Source text
Last week, five students — Ryan Purcell, Roy Burvick, Danis Flores, Khalan Pendelton and Vincent Thompson — became the first graduates of NYU’s Prison Education Program. Even though the graduation was held in Wallkill Correctional Facility, it featured purple caps and gowns, as well as jazz music, heartfelt speeches and President Andrew Hamilton himself. All five graduates received associate’s degrees in Liberal Studies. This new program is an excellent example of NYU living up to its commitment to diversity, equity and inclusion. While the NYU administration deserves immense praise for piloting this program, much more can and should be done.
NYU’s Prison Education Program was announced in March 2015. The initiative encourages incarcerated individuals in the Wallkill Correctional Facility, a medium-security prison in upstate New York, to pursue an Associate of Arts degree in Liberal Studies. As former imprisoned individuals face incredible prejudice once they are released from prison, the program aims to facilitate their reassimilation into society by providing students with an education, a step ahead, that will help them succeed above the discrimination. There are at least 12 courses offered per year and they are all administered in person and in a classroom equipped with technological devices. New students are admitted every academic year and they are supported by an amalgam of student resources, such as writing support, career advice, professional workshops, multimedia training, wellness services and social events. NYU PEP also provides support to help guarantee the students jobs and housing post-release and graduation.

Problem 1
Please find every line in the rows below that contains the word "gray" and copy each of those lines.

Records

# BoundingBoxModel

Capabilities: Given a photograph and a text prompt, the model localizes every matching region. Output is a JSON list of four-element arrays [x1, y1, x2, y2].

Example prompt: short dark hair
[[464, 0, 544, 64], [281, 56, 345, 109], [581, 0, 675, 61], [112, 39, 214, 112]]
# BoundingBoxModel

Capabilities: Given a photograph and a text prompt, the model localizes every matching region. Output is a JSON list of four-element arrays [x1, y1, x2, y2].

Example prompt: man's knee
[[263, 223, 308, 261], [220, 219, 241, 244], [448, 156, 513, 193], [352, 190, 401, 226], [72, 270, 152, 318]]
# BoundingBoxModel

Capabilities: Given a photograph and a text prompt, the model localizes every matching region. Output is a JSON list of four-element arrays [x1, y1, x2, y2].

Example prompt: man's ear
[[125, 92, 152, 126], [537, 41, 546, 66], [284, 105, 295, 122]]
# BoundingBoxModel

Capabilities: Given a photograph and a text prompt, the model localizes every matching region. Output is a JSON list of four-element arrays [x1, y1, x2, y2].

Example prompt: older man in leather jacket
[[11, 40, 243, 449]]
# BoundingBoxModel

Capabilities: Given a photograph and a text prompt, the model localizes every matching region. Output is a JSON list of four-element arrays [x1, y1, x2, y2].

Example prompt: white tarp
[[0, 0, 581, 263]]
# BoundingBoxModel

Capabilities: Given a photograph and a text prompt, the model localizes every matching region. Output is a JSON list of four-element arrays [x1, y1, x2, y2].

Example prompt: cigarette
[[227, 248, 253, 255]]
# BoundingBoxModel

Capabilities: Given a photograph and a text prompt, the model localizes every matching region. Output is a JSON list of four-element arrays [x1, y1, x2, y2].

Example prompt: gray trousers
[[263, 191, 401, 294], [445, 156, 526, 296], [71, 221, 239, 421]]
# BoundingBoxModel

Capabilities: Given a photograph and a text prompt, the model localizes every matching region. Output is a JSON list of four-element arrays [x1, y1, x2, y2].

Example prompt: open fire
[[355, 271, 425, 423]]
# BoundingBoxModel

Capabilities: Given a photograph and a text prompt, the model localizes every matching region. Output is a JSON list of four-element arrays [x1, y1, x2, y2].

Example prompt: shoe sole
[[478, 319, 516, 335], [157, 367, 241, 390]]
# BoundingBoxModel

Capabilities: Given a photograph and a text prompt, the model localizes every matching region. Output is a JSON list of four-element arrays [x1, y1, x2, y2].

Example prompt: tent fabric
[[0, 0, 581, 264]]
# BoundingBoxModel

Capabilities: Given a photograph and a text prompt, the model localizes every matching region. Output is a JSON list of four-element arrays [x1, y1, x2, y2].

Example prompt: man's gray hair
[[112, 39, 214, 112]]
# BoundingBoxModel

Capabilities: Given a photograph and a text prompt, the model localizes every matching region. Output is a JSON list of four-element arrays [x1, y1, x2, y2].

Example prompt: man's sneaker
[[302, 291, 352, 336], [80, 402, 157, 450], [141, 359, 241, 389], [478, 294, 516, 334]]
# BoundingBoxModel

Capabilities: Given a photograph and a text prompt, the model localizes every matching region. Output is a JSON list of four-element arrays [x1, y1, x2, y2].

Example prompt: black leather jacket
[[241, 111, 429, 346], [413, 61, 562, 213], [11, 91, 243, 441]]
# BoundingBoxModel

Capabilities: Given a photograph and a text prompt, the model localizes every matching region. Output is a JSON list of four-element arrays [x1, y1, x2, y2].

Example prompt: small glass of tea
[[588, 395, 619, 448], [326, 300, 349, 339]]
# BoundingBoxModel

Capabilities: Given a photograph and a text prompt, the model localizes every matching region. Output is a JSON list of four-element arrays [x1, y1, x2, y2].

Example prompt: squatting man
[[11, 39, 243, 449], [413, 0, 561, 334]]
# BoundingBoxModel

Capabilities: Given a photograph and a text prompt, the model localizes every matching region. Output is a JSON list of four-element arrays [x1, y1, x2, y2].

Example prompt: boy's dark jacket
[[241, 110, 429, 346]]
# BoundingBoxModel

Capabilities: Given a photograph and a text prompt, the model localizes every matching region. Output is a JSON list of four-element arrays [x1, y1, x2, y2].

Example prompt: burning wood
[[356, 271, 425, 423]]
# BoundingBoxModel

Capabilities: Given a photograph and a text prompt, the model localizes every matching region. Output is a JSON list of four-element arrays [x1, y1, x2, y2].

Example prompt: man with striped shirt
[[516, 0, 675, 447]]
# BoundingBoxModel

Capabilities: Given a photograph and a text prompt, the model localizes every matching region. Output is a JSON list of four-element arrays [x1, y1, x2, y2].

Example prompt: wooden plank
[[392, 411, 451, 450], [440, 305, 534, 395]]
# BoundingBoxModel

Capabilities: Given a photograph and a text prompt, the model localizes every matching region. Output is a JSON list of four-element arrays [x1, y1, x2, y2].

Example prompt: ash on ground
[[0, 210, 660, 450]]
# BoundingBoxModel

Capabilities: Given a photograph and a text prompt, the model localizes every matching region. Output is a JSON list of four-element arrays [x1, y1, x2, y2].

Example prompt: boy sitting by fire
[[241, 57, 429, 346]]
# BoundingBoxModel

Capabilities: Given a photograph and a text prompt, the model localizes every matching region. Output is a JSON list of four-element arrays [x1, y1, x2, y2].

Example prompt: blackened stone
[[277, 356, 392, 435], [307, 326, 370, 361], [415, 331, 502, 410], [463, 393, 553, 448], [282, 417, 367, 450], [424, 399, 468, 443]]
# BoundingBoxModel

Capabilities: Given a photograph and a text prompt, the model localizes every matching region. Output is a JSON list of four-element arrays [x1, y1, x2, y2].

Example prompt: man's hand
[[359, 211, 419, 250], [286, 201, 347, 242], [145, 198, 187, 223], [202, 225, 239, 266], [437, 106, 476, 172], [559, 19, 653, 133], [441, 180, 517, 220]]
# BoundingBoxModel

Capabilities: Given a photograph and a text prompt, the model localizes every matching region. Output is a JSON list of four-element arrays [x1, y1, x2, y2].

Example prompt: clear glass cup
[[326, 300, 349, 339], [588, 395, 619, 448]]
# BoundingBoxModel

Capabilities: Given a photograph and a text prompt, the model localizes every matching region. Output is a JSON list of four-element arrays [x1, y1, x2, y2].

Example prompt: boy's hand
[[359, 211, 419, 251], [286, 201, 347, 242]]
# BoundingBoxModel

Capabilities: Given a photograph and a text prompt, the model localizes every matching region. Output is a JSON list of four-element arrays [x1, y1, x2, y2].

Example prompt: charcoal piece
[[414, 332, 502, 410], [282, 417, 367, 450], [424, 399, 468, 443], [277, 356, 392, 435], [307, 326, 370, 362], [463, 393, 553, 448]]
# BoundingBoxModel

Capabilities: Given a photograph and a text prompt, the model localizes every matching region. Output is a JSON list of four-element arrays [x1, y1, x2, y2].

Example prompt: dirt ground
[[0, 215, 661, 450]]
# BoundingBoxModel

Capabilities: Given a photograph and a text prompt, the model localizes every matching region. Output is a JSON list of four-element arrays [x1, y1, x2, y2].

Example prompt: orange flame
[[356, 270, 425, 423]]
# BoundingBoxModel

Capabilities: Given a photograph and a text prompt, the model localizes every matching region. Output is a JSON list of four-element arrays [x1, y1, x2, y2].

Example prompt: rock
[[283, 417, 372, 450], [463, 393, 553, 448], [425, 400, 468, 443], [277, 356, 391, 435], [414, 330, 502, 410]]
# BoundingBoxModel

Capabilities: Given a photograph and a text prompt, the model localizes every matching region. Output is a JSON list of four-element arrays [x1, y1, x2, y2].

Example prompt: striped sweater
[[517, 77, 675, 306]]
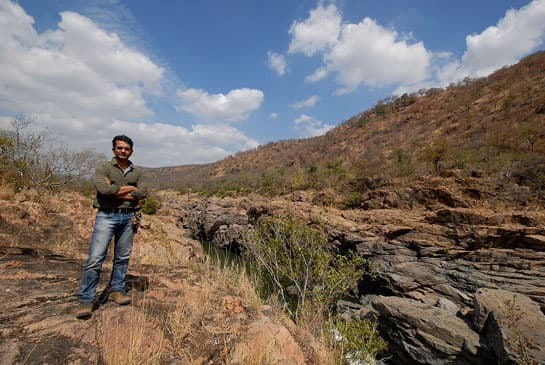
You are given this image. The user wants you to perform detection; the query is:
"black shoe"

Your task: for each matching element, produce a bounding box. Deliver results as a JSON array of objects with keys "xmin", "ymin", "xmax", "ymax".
[
  {"xmin": 76, "ymin": 302, "xmax": 93, "ymax": 319},
  {"xmin": 108, "ymin": 291, "xmax": 131, "ymax": 305}
]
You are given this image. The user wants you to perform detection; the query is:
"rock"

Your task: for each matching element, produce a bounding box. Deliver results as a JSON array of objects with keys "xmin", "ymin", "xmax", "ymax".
[
  {"xmin": 435, "ymin": 297, "xmax": 460, "ymax": 316},
  {"xmin": 373, "ymin": 296, "xmax": 484, "ymax": 364},
  {"xmin": 474, "ymin": 288, "xmax": 545, "ymax": 364},
  {"xmin": 312, "ymin": 188, "xmax": 337, "ymax": 207}
]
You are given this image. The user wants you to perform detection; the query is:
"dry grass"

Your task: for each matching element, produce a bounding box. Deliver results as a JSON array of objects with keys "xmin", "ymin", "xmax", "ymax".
[
  {"xmin": 100, "ymin": 300, "xmax": 164, "ymax": 365},
  {"xmin": 0, "ymin": 184, "xmax": 15, "ymax": 200}
]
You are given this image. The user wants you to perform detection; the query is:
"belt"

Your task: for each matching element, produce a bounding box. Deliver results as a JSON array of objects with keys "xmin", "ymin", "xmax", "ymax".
[{"xmin": 98, "ymin": 208, "xmax": 136, "ymax": 214}]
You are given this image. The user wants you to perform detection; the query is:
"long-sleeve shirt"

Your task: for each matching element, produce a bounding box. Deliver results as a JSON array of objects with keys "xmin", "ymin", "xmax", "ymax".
[{"xmin": 93, "ymin": 158, "xmax": 148, "ymax": 208}]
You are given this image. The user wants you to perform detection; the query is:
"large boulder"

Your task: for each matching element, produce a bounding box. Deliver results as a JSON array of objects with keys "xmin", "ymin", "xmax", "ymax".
[
  {"xmin": 372, "ymin": 296, "xmax": 486, "ymax": 364},
  {"xmin": 474, "ymin": 288, "xmax": 545, "ymax": 364}
]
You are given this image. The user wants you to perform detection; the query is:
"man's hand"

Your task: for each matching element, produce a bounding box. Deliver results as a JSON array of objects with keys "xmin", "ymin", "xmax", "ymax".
[
  {"xmin": 104, "ymin": 176, "xmax": 138, "ymax": 201},
  {"xmin": 116, "ymin": 192, "xmax": 136, "ymax": 201}
]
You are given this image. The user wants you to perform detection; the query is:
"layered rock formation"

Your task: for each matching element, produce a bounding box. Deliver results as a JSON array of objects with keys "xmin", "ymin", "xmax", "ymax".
[{"xmin": 182, "ymin": 189, "xmax": 545, "ymax": 364}]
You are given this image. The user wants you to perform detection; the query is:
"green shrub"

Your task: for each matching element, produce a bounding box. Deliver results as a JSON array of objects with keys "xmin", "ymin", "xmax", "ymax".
[
  {"xmin": 330, "ymin": 317, "xmax": 388, "ymax": 364},
  {"xmin": 244, "ymin": 217, "xmax": 386, "ymax": 364},
  {"xmin": 244, "ymin": 217, "xmax": 366, "ymax": 319}
]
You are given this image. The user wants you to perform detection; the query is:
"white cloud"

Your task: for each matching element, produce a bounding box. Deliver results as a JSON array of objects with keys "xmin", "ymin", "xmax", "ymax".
[
  {"xmin": 439, "ymin": 0, "xmax": 545, "ymax": 83},
  {"xmin": 267, "ymin": 51, "xmax": 286, "ymax": 76},
  {"xmin": 305, "ymin": 67, "xmax": 328, "ymax": 82},
  {"xmin": 289, "ymin": 4, "xmax": 432, "ymax": 93},
  {"xmin": 324, "ymin": 18, "xmax": 431, "ymax": 93},
  {"xmin": 0, "ymin": 0, "xmax": 163, "ymax": 118},
  {"xmin": 0, "ymin": 0, "xmax": 263, "ymax": 166},
  {"xmin": 0, "ymin": 114, "xmax": 259, "ymax": 167},
  {"xmin": 288, "ymin": 4, "xmax": 342, "ymax": 56},
  {"xmin": 291, "ymin": 95, "xmax": 320, "ymax": 109},
  {"xmin": 178, "ymin": 88, "xmax": 264, "ymax": 122},
  {"xmin": 293, "ymin": 114, "xmax": 334, "ymax": 137}
]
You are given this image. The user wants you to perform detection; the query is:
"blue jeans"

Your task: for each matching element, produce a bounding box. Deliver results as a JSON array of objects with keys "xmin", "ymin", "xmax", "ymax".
[{"xmin": 79, "ymin": 211, "xmax": 134, "ymax": 303}]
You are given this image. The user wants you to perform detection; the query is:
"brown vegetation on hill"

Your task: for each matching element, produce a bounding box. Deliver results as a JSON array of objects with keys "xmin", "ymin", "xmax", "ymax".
[{"xmin": 149, "ymin": 51, "xmax": 545, "ymax": 202}]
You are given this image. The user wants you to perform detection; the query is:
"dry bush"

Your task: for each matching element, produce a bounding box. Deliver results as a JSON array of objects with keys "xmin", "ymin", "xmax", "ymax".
[{"xmin": 100, "ymin": 306, "xmax": 164, "ymax": 365}]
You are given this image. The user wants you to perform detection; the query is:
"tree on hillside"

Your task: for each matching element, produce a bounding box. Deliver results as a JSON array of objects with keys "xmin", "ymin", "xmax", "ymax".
[
  {"xmin": 0, "ymin": 117, "xmax": 105, "ymax": 190},
  {"xmin": 422, "ymin": 137, "xmax": 450, "ymax": 175}
]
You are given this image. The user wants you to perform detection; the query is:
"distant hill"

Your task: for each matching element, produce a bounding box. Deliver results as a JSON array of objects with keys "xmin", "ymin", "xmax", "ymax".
[{"xmin": 148, "ymin": 51, "xmax": 545, "ymax": 193}]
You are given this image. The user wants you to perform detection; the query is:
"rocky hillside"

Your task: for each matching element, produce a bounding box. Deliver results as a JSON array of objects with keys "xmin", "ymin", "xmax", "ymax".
[
  {"xmin": 0, "ymin": 192, "xmax": 327, "ymax": 364},
  {"xmin": 175, "ymin": 178, "xmax": 545, "ymax": 364},
  {"xmin": 149, "ymin": 51, "xmax": 545, "ymax": 195}
]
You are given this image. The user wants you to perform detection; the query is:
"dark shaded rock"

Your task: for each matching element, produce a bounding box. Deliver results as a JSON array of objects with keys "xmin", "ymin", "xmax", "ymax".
[{"xmin": 373, "ymin": 296, "xmax": 486, "ymax": 364}]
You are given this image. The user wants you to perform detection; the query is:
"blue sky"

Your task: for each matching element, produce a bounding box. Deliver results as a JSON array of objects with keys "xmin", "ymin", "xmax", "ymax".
[{"xmin": 0, "ymin": 0, "xmax": 545, "ymax": 166}]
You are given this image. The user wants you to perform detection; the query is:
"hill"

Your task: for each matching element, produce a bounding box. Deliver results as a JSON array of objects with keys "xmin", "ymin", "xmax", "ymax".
[{"xmin": 143, "ymin": 51, "xmax": 545, "ymax": 198}]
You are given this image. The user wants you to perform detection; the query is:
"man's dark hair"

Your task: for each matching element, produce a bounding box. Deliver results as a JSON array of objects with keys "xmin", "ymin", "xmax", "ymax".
[{"xmin": 112, "ymin": 134, "xmax": 133, "ymax": 149}]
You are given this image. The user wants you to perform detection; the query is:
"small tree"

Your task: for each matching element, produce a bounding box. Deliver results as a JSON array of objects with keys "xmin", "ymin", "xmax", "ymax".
[
  {"xmin": 0, "ymin": 117, "xmax": 105, "ymax": 190},
  {"xmin": 422, "ymin": 137, "xmax": 450, "ymax": 175},
  {"xmin": 245, "ymin": 217, "xmax": 365, "ymax": 320}
]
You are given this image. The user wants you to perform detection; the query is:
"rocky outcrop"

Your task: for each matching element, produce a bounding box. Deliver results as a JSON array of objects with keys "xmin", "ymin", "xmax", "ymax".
[
  {"xmin": 0, "ymin": 195, "xmax": 314, "ymax": 364},
  {"xmin": 474, "ymin": 288, "xmax": 545, "ymax": 364},
  {"xmin": 372, "ymin": 296, "xmax": 482, "ymax": 364},
  {"xmin": 180, "ymin": 192, "xmax": 545, "ymax": 364}
]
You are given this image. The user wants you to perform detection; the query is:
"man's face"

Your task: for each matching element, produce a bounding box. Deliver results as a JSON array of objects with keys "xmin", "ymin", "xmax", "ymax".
[{"xmin": 112, "ymin": 140, "xmax": 132, "ymax": 160}]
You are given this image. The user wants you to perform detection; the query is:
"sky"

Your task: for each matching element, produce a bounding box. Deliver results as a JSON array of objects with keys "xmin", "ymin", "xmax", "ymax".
[{"xmin": 0, "ymin": 0, "xmax": 545, "ymax": 167}]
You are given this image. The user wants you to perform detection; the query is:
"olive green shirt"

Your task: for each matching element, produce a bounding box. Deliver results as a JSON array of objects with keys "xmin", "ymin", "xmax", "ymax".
[{"xmin": 93, "ymin": 158, "xmax": 148, "ymax": 209}]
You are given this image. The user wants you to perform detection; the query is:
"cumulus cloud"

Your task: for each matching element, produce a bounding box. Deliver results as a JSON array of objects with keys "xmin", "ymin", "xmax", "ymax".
[
  {"xmin": 288, "ymin": 4, "xmax": 342, "ymax": 56},
  {"xmin": 439, "ymin": 0, "xmax": 545, "ymax": 83},
  {"xmin": 267, "ymin": 51, "xmax": 286, "ymax": 76},
  {"xmin": 0, "ymin": 0, "xmax": 263, "ymax": 166},
  {"xmin": 0, "ymin": 114, "xmax": 259, "ymax": 167},
  {"xmin": 289, "ymin": 4, "xmax": 431, "ymax": 93},
  {"xmin": 0, "ymin": 0, "xmax": 163, "ymax": 118},
  {"xmin": 178, "ymin": 88, "xmax": 265, "ymax": 122},
  {"xmin": 291, "ymin": 95, "xmax": 320, "ymax": 109},
  {"xmin": 294, "ymin": 114, "xmax": 334, "ymax": 137},
  {"xmin": 305, "ymin": 67, "xmax": 328, "ymax": 82}
]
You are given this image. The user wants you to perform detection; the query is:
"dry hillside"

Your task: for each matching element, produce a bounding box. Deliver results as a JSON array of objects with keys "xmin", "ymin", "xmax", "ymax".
[{"xmin": 144, "ymin": 51, "xmax": 545, "ymax": 198}]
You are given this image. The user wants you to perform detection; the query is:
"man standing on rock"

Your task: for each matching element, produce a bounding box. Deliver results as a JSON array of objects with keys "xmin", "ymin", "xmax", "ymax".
[{"xmin": 76, "ymin": 135, "xmax": 147, "ymax": 319}]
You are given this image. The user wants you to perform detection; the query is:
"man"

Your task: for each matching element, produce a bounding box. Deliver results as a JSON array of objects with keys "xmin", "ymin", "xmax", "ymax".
[{"xmin": 76, "ymin": 135, "xmax": 147, "ymax": 319}]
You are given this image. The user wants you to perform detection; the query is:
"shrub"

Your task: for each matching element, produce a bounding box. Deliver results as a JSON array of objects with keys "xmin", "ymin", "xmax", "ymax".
[
  {"xmin": 330, "ymin": 317, "xmax": 387, "ymax": 364},
  {"xmin": 141, "ymin": 196, "xmax": 161, "ymax": 214},
  {"xmin": 245, "ymin": 217, "xmax": 366, "ymax": 319},
  {"xmin": 244, "ymin": 217, "xmax": 386, "ymax": 364}
]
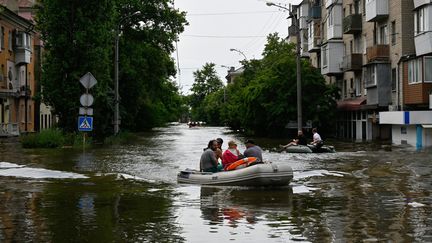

Problem 2
Repeat the passage of the NYU prison education article from "Last week, five" to "should be done.", word for word.

Correct output 1
Example prompt: gray trousers
Example prompt: man's gray hair

Correct output 2
Last week, five students — Ryan Purcell, Roy Burvick, Danis Flores, Khalan Pendelton and Vincent Thompson — became the first graduates of NYU’s Prison Education Program. Even though the graduation was held in Wallkill Correctional Facility, it featured purple caps and gowns, as well as jazz music, heartfelt speeches and President Andrew Hamilton himself. All five graduates received associate’s degrees in Liberal Studies. This new program is an excellent example of NYU living up to its commitment to diversity, equity and inclusion. While the NYU administration deserves immense praise for piloting this program, much more can and should be done.